▸ Exercise goal:
Locate each line in the data below that contains the string "building" and reproduce those lines verbatim.

▸ Data section:
┌────────

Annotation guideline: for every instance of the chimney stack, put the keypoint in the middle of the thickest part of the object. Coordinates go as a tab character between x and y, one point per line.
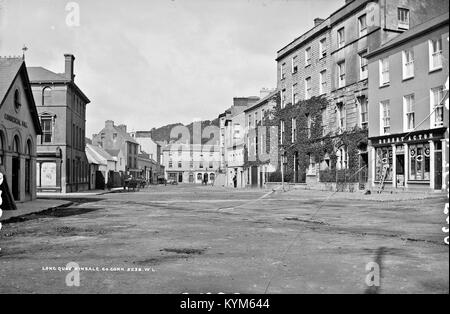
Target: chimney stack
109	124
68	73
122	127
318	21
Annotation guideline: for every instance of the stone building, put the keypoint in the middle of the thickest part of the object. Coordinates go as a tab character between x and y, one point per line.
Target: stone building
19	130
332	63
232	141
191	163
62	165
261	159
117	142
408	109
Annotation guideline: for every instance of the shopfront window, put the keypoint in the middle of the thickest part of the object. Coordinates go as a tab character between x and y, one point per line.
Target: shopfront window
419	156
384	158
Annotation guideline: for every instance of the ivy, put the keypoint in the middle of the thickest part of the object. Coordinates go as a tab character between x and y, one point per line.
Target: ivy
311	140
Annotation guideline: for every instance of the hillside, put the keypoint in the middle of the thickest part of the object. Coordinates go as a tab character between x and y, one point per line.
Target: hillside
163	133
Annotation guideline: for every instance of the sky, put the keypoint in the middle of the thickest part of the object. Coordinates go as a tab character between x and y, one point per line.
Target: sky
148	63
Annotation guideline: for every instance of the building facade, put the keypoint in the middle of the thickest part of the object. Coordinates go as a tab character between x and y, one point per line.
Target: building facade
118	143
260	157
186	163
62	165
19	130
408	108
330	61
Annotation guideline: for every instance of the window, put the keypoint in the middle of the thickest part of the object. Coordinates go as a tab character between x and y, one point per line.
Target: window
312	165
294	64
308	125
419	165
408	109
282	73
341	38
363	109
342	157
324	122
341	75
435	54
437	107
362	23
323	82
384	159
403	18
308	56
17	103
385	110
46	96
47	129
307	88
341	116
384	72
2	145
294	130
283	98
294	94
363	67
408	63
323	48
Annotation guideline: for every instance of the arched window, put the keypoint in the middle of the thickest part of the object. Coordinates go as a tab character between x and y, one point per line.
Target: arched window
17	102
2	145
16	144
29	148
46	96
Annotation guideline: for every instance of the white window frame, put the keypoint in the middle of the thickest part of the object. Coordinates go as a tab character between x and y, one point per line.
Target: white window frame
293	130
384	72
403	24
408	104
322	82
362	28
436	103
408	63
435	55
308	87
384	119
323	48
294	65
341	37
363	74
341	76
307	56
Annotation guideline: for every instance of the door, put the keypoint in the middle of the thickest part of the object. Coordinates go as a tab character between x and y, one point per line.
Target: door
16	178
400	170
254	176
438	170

└────────
┌────────

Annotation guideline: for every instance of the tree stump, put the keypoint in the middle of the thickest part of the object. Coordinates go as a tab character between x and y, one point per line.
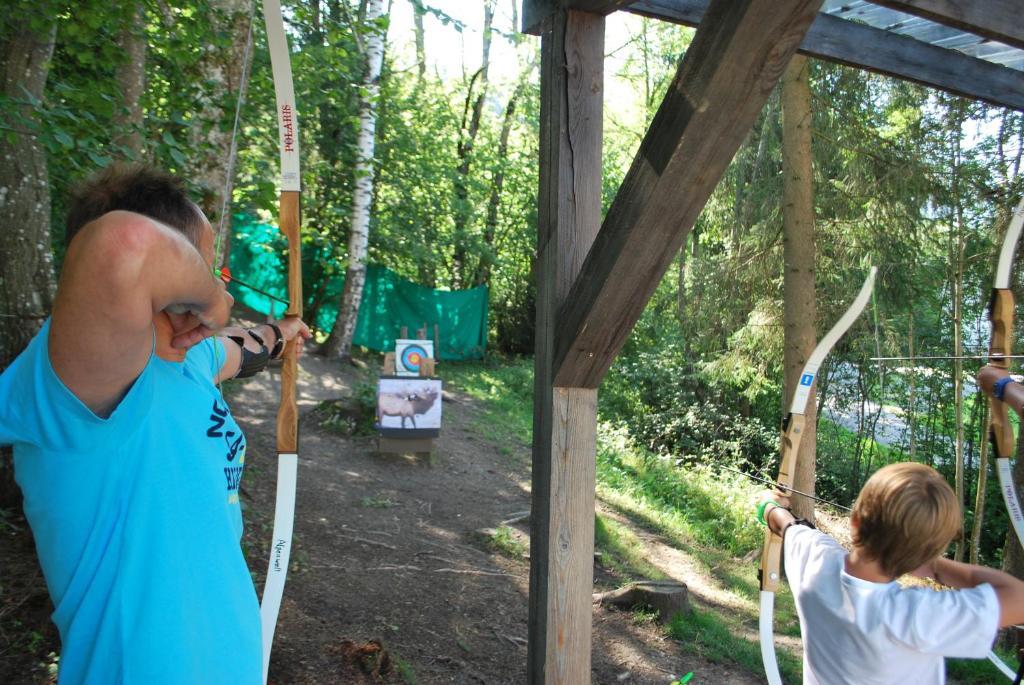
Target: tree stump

└────────

▸ Solution to the exercise:
Annotation guideline: for every instance of the stone building, put the keypoint in the middle of the thickest part of the object. Coordinates go as a tab character between x and y, one point per line.
Target: stone building
Annotation guideline: for every instance of the building facade, put the keypoint in the middle of the thickest part of the object. Coordinates go as a tab character between x and y, one point per line.
Target: building facade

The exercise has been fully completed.